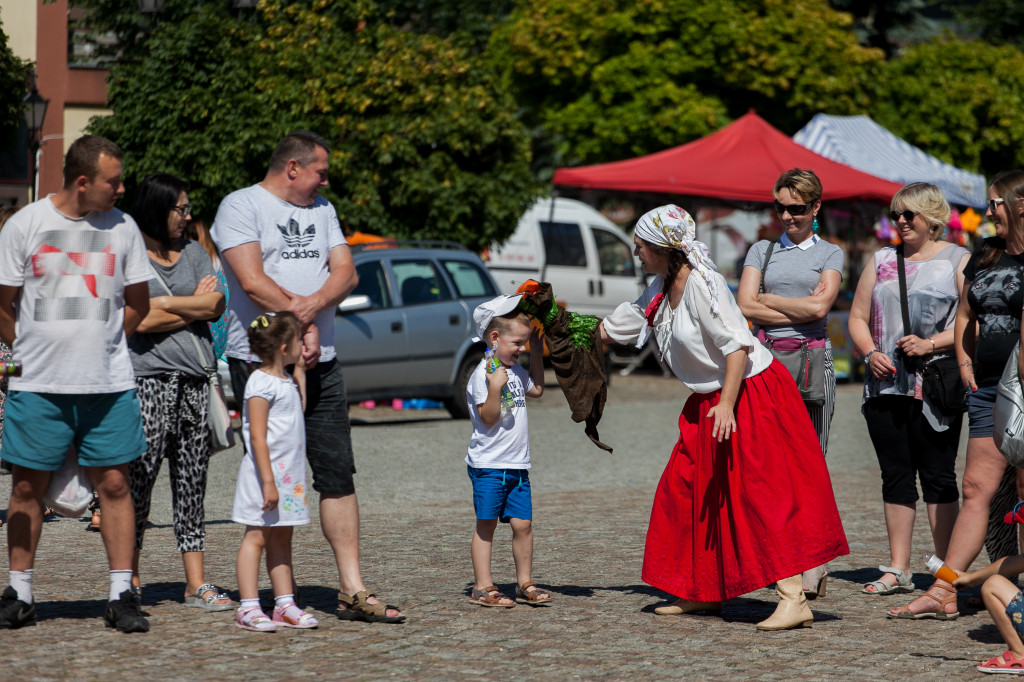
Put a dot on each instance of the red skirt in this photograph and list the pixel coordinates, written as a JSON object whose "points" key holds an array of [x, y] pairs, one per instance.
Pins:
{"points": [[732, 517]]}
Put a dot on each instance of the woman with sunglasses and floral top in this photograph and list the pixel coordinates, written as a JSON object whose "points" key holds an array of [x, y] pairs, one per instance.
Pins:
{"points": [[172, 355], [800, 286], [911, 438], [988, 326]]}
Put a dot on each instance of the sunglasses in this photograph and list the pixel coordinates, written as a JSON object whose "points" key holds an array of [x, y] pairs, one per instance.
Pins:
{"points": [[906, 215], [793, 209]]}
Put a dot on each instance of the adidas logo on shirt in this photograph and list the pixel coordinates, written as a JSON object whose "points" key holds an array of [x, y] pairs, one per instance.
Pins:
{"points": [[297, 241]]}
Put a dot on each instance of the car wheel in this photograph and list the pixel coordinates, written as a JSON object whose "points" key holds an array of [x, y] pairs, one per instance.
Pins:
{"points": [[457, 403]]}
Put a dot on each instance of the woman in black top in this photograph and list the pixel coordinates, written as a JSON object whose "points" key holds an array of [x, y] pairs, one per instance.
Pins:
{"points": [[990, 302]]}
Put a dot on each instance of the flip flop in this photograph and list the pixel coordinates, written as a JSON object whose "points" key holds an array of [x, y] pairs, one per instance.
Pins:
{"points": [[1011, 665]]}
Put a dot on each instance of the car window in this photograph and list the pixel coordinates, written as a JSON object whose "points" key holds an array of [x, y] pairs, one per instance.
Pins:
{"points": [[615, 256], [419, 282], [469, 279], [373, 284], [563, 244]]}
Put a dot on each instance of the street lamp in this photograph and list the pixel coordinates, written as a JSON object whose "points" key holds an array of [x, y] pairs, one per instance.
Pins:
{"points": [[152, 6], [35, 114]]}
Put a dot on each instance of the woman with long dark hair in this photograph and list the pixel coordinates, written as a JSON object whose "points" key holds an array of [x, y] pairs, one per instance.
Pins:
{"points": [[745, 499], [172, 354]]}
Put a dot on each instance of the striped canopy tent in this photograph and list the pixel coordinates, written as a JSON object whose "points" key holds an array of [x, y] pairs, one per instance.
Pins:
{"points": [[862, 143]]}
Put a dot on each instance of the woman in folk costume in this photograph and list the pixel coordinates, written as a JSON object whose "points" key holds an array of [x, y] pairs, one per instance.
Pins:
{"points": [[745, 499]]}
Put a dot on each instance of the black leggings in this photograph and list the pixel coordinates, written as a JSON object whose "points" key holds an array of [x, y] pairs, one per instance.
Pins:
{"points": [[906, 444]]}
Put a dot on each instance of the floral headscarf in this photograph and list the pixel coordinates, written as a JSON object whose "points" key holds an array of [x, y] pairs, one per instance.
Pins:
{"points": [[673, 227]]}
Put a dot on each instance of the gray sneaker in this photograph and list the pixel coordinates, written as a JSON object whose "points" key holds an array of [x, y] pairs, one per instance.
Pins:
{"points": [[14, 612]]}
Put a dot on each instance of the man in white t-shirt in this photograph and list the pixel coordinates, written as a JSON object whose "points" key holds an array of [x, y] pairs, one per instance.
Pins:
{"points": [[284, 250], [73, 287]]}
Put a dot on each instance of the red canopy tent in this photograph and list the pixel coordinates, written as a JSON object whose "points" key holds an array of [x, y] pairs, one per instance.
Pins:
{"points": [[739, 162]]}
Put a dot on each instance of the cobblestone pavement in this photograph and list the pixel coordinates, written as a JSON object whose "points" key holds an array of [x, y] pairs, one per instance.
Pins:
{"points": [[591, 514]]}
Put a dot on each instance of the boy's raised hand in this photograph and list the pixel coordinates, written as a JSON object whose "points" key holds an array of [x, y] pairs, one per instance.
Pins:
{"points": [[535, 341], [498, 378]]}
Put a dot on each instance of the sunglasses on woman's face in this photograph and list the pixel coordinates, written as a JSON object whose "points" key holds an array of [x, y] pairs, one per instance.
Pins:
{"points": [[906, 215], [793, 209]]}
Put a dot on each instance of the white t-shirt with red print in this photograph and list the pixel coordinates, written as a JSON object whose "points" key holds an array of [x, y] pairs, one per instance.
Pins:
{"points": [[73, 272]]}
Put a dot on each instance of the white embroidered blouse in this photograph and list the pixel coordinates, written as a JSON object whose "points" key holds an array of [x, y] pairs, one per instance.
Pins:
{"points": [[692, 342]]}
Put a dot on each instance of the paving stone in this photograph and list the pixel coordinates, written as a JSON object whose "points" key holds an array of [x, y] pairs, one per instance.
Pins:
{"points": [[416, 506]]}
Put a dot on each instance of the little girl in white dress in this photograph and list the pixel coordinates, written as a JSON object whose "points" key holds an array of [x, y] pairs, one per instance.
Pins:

Task directions: Report each line of the material above where the word "canopy" appears.

Completed exercise:
Put a dot on each instance of the striped canopy tent in this photograph and list the pixel coordinates, written as a JSON object whose "points" key holds an array of [x, y] pairs, one per instance.
Put a dot on each instance of the red canopy tent in this photograph and list the pixel coordinates, written as a JSON object whose "points" key holds an array of [x, y] pairs, one per instance.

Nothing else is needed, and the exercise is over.